> STATED TASK:
Copy the data from the line containing "Spot teeth." through the end, request lines included, and multiply every coordinate in the answers by 2.55, rounding each result to a whole number with halves rounded up. Return only those lines.

> EXTRACTED DATA:

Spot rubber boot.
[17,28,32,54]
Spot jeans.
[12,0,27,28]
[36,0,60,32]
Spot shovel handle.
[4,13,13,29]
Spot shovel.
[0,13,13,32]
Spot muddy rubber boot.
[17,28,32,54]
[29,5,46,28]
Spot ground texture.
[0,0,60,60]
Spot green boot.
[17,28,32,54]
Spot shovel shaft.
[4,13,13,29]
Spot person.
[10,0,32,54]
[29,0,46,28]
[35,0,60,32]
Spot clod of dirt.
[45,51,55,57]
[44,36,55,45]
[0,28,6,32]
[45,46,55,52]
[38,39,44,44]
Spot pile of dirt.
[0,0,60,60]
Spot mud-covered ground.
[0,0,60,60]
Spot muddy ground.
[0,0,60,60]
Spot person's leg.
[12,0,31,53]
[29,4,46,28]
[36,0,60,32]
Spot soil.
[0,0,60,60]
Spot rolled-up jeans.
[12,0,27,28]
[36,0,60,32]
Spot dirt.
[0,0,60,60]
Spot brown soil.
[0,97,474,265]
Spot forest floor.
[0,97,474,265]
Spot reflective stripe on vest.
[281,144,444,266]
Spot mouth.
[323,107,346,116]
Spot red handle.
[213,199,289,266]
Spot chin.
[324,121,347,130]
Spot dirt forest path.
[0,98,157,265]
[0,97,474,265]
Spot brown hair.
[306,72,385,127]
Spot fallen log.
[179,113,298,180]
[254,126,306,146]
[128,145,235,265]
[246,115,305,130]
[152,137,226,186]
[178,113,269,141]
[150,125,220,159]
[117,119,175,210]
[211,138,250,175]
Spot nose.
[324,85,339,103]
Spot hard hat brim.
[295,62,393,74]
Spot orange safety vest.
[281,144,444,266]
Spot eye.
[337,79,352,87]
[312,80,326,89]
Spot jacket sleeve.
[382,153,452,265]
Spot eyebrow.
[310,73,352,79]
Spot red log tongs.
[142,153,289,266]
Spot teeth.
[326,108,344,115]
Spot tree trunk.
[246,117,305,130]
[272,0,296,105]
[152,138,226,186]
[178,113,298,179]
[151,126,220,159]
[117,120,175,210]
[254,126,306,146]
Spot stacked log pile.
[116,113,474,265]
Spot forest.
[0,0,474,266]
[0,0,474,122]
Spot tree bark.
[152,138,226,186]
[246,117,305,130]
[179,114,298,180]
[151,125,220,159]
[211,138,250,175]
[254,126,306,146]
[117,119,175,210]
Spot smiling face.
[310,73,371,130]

> RESPONSE TO THIS EXERCISE:
Spot teeth.
[831,275,877,293]
Spot tree trunk.
[627,298,778,332]
[694,0,755,268]
[388,352,576,474]
[454,288,760,456]
[385,321,561,405]
[298,306,446,536]
[648,321,780,372]
Spot stacked log pile.
[296,288,1209,676]
Spot forest.
[0,0,1209,678]
[0,0,1209,311]
Spot tree bark.
[388,352,576,474]
[627,298,778,332]
[456,291,760,459]
[385,319,561,405]
[538,352,638,446]
[648,321,780,372]
[298,303,446,536]
Spot smiling face.
[791,186,946,332]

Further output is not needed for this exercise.